Task to carry out
Give back all the entries below. Omit none of them.

Source material
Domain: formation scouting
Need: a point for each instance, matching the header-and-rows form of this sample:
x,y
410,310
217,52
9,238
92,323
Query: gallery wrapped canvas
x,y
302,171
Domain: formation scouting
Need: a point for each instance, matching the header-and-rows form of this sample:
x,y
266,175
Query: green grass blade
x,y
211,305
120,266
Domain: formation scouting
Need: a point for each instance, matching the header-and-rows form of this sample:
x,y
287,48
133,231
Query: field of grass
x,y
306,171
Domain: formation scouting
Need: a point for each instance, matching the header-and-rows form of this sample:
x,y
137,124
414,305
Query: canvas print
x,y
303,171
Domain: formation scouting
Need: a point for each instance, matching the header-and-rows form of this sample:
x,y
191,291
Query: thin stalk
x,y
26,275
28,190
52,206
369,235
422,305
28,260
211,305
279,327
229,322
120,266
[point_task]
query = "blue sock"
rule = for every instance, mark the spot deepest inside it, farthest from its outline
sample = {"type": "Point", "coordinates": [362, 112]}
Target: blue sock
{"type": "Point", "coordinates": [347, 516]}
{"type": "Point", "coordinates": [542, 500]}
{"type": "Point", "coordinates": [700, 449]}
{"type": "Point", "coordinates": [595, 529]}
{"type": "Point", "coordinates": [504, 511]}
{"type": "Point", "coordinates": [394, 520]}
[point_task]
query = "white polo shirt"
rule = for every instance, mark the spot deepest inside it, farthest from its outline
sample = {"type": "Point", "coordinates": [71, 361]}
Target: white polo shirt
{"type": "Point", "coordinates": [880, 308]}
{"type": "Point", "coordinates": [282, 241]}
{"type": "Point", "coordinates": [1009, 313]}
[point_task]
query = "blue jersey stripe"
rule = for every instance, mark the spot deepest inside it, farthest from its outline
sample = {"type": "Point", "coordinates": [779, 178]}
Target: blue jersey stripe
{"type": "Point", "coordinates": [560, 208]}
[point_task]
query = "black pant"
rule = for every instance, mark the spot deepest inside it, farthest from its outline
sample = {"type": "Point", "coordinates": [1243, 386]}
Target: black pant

Answer area
Domain: formation scouting
Need: a point for each instance, matching the header-and-rows form of this sample:
x,y
410,310
217,52
9,238
92,323
Query: gallery wrapped canvas
x,y
302,171
Domain: formation scouting
Need: a point for each instance, matching the header-and-rows form of this sample:
x,y
266,175
Query: green grass blade
x,y
211,305
120,266
Domain: formation scouting
Need: a point for each instance, matching the header-and-rows form of this sample:
x,y
287,48
133,231
Query: field of grass
x,y
306,171
Domain: formation scouting
Need: a point for each instance, matching the header-and-rows form of this sample:
x,y
137,124
414,305
Query: canvas print
x,y
303,171
Domain: formation scouting
Need: a point for each instance, matching the header-and-rows form of this sample:
x,y
191,291
Query: thin stalk
x,y
26,275
28,190
52,206
369,235
422,305
28,260
211,305
279,327
229,322
120,266
[point_task]
query = "blue sock"
rule = for every instance, mark the spot deepest inside it, farthest from its outline
sample = {"type": "Point", "coordinates": [362, 112]}
Target: blue sock
{"type": "Point", "coordinates": [347, 516]}
{"type": "Point", "coordinates": [542, 500]}
{"type": "Point", "coordinates": [700, 449]}
{"type": "Point", "coordinates": [595, 529]}
{"type": "Point", "coordinates": [504, 511]}
{"type": "Point", "coordinates": [394, 520]}
[point_task]
query = "white polo shirt"
rule = for every instance, mark the spot deepest inside it, farthest from its outline
sample = {"type": "Point", "coordinates": [71, 361]}
Target: white polo shirt
{"type": "Point", "coordinates": [880, 308]}
{"type": "Point", "coordinates": [282, 241]}
{"type": "Point", "coordinates": [1009, 313]}
[point_task]
query = "blue jersey stripe"
rule = for every instance, mark the spot deepest inside it, farthest from its outline
sample = {"type": "Point", "coordinates": [779, 178]}
Target: blue jersey stripe
{"type": "Point", "coordinates": [560, 208]}
[point_task]
query = "black pant"
rule = for every instance, mark the spot deepest inside it, farthest from its outline
sample = {"type": "Point", "coordinates": [1243, 386]}
Target: black pant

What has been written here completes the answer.